§ **RECORDS SUPPLIED**
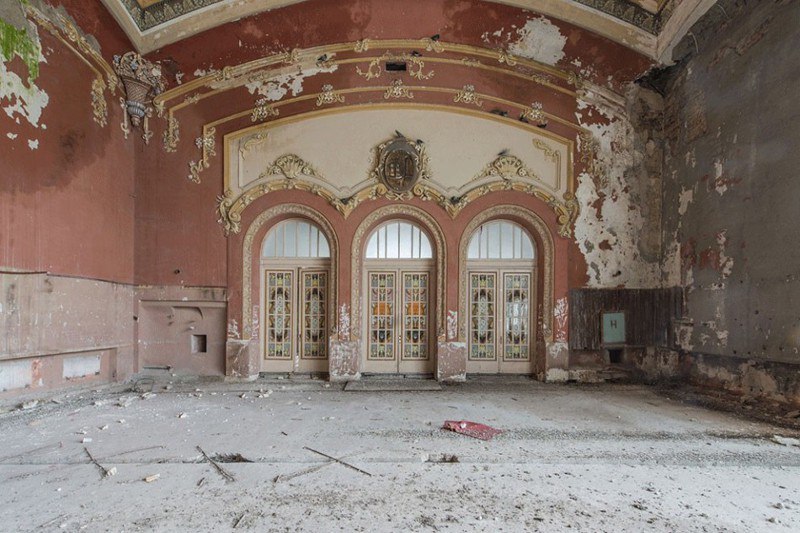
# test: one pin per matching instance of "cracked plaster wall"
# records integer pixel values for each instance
(731, 197)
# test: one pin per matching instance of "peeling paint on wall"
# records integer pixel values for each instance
(344, 322)
(15, 375)
(279, 86)
(540, 40)
(82, 366)
(619, 240)
(561, 315)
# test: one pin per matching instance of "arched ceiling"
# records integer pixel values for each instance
(650, 27)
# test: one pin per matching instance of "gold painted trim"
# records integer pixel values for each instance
(104, 75)
(429, 224)
(535, 224)
(330, 96)
(569, 144)
(247, 257)
(230, 207)
(310, 55)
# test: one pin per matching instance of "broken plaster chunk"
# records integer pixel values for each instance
(786, 441)
(30, 404)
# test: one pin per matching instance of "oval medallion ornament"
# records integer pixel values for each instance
(400, 164)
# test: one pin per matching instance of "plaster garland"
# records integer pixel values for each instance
(248, 320)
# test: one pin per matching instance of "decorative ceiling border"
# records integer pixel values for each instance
(503, 174)
(201, 15)
(233, 77)
(165, 11)
(105, 79)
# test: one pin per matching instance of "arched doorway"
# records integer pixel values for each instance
(399, 290)
(296, 291)
(501, 299)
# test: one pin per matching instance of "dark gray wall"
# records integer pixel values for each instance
(732, 182)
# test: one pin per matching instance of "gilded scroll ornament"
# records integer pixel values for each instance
(507, 58)
(99, 105)
(252, 142)
(467, 96)
(207, 144)
(506, 167)
(361, 46)
(535, 114)
(400, 163)
(432, 45)
(171, 134)
(397, 90)
(291, 166)
(263, 110)
(329, 96)
(414, 64)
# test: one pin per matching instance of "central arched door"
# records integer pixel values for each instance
(399, 282)
(295, 270)
(501, 304)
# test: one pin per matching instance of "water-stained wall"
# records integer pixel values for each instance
(66, 200)
(731, 197)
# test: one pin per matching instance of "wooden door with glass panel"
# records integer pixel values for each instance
(296, 291)
(398, 335)
(295, 329)
(399, 284)
(501, 300)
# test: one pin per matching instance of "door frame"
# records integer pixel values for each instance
(399, 267)
(501, 268)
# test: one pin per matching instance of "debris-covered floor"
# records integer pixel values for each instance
(212, 457)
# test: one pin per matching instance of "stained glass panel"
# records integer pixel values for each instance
(517, 317)
(315, 291)
(482, 316)
(415, 316)
(381, 316)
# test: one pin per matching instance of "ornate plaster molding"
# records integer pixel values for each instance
(532, 223)
(247, 258)
(71, 37)
(506, 167)
(207, 145)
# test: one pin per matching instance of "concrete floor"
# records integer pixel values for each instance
(572, 458)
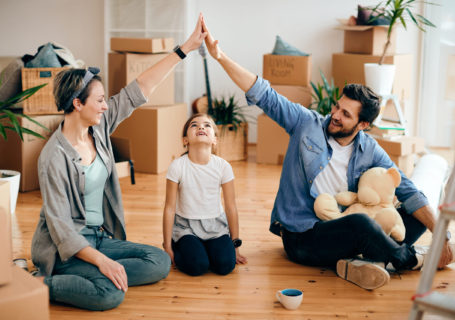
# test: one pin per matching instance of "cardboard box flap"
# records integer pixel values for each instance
(344, 26)
(24, 298)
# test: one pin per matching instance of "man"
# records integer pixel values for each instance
(328, 154)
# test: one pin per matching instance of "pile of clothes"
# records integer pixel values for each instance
(50, 55)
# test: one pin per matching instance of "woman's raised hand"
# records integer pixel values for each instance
(212, 45)
(196, 38)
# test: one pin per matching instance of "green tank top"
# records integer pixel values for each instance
(95, 179)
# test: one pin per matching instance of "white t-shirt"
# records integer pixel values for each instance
(199, 195)
(333, 178)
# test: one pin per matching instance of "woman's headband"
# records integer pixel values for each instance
(89, 74)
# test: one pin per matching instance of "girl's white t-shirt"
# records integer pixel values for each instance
(333, 178)
(199, 193)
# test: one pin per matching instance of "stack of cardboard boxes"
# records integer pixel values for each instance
(21, 295)
(23, 155)
(290, 76)
(403, 151)
(364, 44)
(153, 130)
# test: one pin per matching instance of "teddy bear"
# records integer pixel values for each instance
(375, 198)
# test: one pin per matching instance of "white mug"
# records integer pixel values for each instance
(290, 298)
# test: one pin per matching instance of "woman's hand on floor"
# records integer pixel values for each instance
(115, 272)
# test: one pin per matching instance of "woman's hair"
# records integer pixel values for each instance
(67, 83)
(194, 116)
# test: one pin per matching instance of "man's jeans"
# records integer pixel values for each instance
(81, 284)
(349, 236)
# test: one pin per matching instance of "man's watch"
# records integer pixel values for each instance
(236, 242)
(179, 52)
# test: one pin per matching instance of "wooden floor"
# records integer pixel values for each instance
(249, 291)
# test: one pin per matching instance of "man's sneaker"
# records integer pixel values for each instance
(366, 274)
(421, 253)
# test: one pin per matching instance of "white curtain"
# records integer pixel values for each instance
(437, 116)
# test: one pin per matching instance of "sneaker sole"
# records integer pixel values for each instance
(366, 275)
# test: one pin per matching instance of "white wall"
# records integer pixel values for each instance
(246, 30)
(25, 25)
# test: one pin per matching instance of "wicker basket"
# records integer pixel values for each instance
(42, 102)
(232, 145)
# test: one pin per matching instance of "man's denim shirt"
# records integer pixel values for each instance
(308, 153)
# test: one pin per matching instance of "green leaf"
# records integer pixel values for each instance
(34, 121)
(13, 119)
(3, 132)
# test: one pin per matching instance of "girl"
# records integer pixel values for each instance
(197, 234)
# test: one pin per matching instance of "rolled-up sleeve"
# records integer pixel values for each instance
(123, 104)
(257, 91)
(410, 197)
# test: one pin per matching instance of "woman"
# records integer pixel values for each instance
(79, 245)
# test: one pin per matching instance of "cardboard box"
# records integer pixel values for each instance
(272, 141)
(402, 145)
(155, 136)
(24, 298)
(348, 68)
(296, 94)
(144, 45)
(125, 67)
(367, 39)
(231, 144)
(23, 156)
(288, 70)
(6, 249)
(42, 102)
(406, 163)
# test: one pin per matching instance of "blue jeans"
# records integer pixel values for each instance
(195, 256)
(81, 284)
(349, 236)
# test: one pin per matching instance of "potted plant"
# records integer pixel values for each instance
(232, 128)
(379, 76)
(9, 120)
(325, 96)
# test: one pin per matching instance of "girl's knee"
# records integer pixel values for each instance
(362, 222)
(163, 265)
(196, 267)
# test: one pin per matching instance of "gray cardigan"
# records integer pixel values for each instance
(62, 182)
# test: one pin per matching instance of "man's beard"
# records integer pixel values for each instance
(342, 133)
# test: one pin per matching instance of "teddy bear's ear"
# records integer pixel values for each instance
(395, 174)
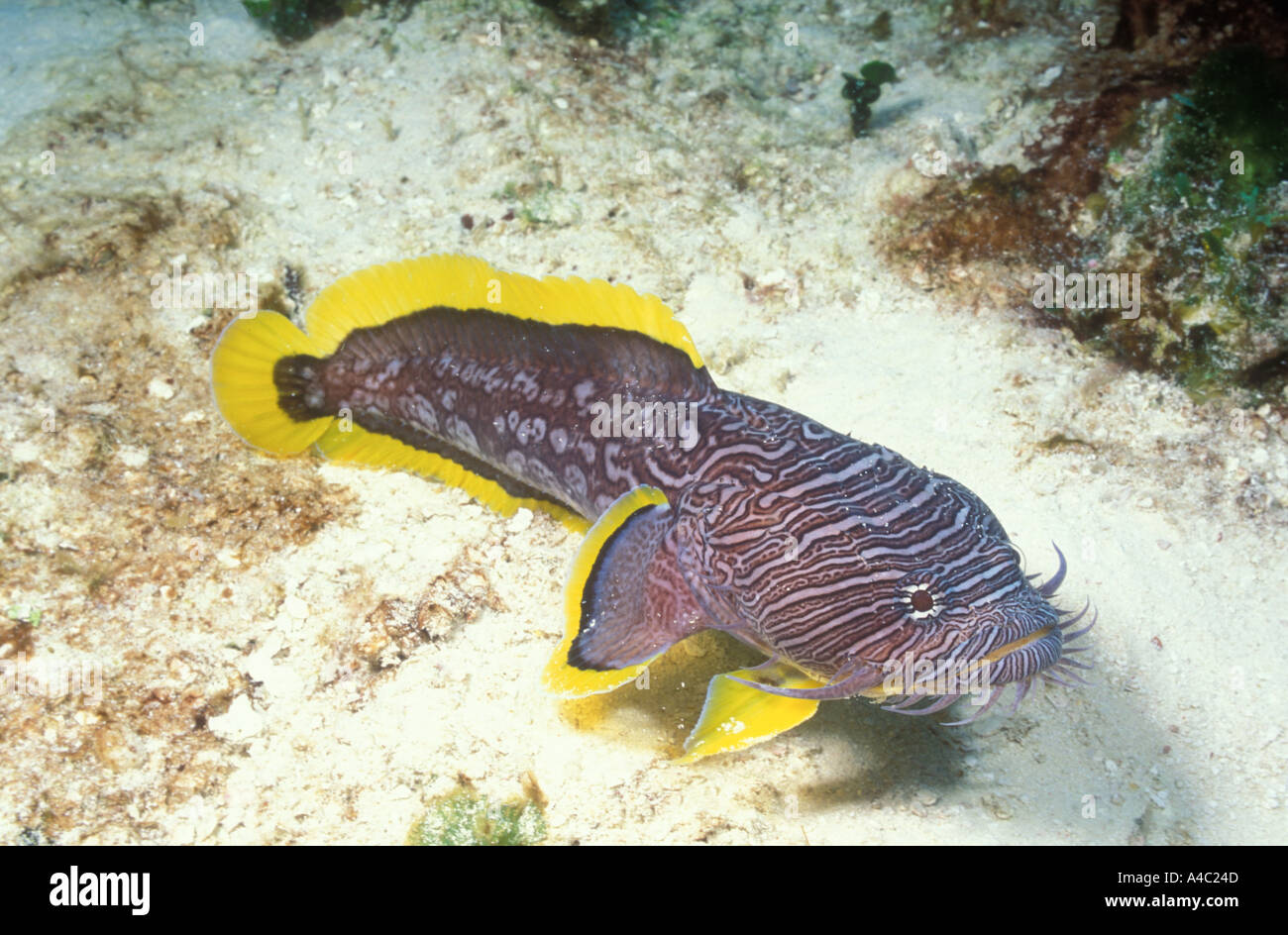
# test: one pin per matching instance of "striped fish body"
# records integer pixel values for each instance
(707, 509)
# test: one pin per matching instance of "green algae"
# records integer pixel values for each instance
(1205, 214)
(467, 818)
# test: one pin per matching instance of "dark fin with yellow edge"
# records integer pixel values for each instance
(622, 609)
(737, 715)
(244, 377)
(380, 294)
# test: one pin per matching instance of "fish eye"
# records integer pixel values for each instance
(921, 600)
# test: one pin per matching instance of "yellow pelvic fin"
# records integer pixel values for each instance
(562, 677)
(380, 294)
(737, 715)
(355, 445)
(241, 375)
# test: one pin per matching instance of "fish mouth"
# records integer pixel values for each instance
(1044, 653)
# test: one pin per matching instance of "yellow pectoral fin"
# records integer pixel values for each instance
(738, 715)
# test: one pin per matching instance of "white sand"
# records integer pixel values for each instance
(256, 687)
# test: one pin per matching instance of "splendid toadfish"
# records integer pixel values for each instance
(850, 569)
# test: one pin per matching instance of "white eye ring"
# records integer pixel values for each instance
(910, 590)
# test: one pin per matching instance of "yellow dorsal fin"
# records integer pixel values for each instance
(380, 294)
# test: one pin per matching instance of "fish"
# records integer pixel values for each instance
(851, 570)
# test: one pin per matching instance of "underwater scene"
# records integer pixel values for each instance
(644, 421)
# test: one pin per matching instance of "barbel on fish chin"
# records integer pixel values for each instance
(853, 570)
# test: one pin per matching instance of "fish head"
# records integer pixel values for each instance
(909, 594)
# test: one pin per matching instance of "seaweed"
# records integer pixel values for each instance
(863, 91)
(291, 21)
(1176, 174)
(467, 818)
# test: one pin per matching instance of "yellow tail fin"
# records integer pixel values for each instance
(241, 375)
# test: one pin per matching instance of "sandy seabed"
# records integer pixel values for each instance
(300, 652)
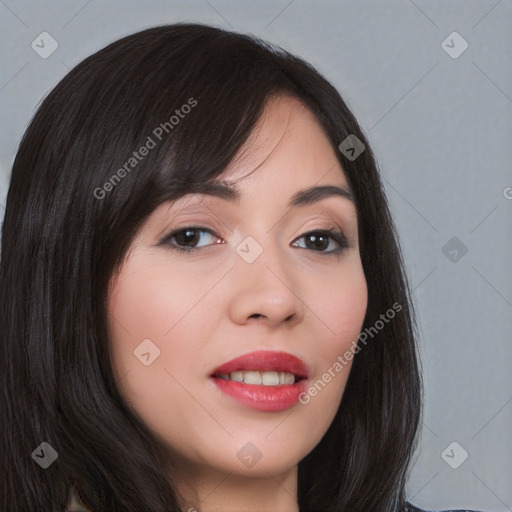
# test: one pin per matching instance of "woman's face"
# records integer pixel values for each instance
(257, 281)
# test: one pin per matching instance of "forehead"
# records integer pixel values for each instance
(287, 147)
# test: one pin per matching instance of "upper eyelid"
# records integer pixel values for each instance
(173, 231)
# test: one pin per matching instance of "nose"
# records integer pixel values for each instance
(265, 291)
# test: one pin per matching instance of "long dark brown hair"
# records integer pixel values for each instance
(71, 214)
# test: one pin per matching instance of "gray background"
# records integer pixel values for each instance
(441, 130)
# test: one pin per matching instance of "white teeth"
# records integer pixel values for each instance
(252, 377)
(269, 378)
(238, 376)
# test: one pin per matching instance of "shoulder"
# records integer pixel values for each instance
(412, 508)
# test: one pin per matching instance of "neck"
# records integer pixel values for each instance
(208, 490)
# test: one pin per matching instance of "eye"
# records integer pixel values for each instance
(320, 240)
(185, 239)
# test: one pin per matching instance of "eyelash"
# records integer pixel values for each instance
(337, 236)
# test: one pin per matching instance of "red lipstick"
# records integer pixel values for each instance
(271, 398)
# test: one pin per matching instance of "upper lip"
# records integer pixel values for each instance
(265, 360)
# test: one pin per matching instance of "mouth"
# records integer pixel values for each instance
(265, 380)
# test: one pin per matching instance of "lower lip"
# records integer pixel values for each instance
(262, 398)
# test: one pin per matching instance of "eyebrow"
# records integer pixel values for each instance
(303, 197)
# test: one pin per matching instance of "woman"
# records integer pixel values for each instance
(203, 299)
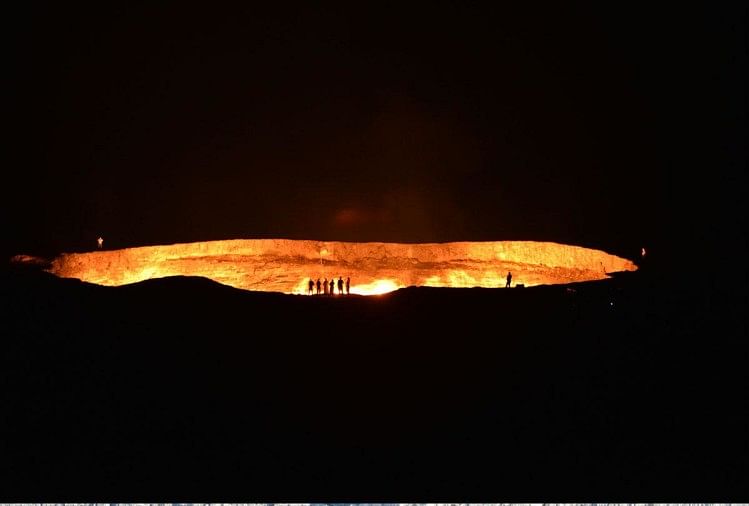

§ **STATED EXERCISE**
Show every line of the records that contains the word "yellow", matching case exactly.

§ **CORRECT RESPONSE**
# test: one pin per matching instance of "dark fin with yellow edge"
# test: one pin per matching instance of "yellow pelvic fin"
# test: one pin per matching instance of "yellow pectoral fin"
# test: one pin per matching instance of "yellow dorsal fin"
# test: one pin per matching instance of "yellow tail fin"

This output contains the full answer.